◆ Task directions
Below is a block of entries; repeat exactly the lines starting at the line that contains "formatted like (776,786)" and ending at the line that contains "formatted like (19,23)", both included.
....
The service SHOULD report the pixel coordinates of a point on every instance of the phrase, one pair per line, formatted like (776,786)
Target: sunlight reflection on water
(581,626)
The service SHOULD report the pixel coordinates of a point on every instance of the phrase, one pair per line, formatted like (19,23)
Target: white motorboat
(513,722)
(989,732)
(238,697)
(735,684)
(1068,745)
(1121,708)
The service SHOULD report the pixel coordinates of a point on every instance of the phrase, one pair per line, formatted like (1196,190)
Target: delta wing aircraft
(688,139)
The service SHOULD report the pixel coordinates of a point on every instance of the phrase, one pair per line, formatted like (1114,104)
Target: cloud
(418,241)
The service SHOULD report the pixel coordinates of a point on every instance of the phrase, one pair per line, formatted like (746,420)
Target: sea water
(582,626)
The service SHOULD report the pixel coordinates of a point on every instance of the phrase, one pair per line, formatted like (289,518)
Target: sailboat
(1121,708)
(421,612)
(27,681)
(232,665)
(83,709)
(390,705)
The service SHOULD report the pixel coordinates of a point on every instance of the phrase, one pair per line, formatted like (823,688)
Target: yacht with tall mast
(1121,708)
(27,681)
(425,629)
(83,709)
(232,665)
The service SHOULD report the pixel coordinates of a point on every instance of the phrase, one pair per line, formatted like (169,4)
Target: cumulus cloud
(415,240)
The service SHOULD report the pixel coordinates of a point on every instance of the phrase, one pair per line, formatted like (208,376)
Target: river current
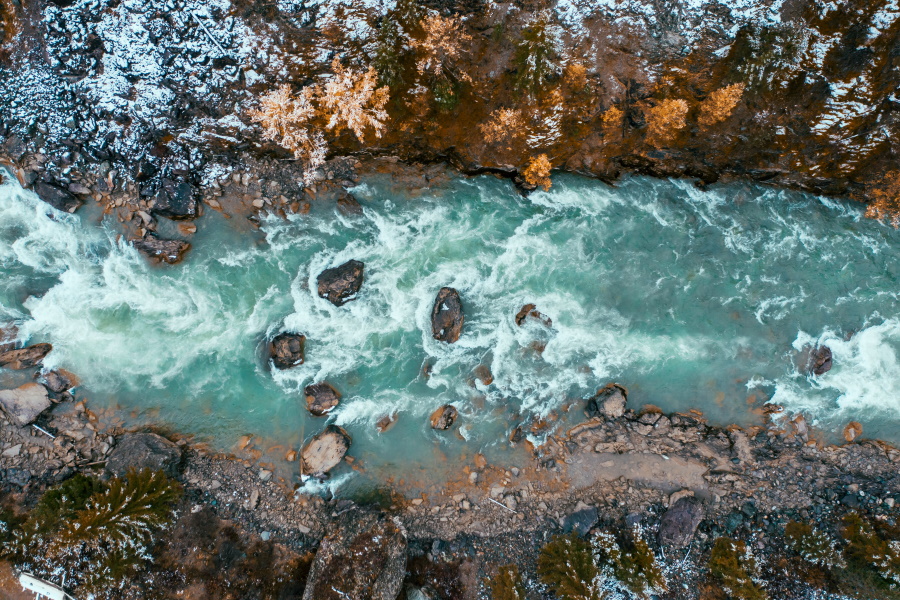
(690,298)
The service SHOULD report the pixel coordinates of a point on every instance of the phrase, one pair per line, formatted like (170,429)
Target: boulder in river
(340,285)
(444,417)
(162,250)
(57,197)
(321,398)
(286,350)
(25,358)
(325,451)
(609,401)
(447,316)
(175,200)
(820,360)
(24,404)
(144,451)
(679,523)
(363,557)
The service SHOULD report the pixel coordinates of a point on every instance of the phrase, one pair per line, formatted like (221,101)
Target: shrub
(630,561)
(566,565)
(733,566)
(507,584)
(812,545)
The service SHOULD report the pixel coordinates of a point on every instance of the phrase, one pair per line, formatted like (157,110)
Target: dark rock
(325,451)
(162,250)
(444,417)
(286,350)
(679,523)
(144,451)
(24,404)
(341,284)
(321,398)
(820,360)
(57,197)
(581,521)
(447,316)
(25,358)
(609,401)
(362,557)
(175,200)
....
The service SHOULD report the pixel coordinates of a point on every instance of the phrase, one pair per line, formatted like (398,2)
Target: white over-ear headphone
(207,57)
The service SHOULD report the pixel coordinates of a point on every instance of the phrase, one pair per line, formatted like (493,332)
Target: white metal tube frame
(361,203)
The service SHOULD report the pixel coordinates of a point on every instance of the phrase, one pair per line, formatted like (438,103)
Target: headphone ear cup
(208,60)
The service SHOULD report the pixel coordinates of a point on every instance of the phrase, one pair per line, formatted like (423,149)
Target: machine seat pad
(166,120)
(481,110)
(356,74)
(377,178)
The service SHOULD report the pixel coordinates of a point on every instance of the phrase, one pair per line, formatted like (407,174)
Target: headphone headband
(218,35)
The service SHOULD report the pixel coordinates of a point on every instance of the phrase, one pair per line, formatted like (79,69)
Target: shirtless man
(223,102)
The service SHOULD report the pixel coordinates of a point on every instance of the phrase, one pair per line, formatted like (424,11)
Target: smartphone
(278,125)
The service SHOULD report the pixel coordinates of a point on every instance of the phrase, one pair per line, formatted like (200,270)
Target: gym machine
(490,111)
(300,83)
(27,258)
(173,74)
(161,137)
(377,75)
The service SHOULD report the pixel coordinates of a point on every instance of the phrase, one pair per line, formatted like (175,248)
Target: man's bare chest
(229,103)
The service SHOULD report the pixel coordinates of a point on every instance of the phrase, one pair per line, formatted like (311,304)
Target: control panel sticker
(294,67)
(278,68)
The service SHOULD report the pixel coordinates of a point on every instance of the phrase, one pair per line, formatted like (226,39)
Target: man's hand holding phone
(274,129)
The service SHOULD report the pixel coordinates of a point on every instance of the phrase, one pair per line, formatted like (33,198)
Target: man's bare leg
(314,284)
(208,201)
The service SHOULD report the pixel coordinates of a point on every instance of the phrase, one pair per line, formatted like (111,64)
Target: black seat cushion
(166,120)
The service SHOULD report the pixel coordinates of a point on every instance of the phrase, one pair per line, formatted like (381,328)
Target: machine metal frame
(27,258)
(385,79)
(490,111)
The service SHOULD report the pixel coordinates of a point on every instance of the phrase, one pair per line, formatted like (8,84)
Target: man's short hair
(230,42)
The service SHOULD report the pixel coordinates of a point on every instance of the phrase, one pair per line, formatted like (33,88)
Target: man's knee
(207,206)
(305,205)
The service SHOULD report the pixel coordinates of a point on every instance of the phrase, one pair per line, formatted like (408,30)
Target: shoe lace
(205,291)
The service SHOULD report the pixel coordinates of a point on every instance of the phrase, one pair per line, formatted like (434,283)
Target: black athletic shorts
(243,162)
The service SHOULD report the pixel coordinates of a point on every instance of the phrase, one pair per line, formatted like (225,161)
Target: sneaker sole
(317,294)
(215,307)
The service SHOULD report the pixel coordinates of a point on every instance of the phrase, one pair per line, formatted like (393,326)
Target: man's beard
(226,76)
....
◆ Exercise answer
The service SHOULD report the pixel coordinates of a point on every instance of the phrase, one pair per line, formatted like (776,786)
Target: sunlight reflection on water
(581,626)
The service SHOULD report the pixel coordinates of a point on every instance of the phrase, one pair per line, formatted like (19,23)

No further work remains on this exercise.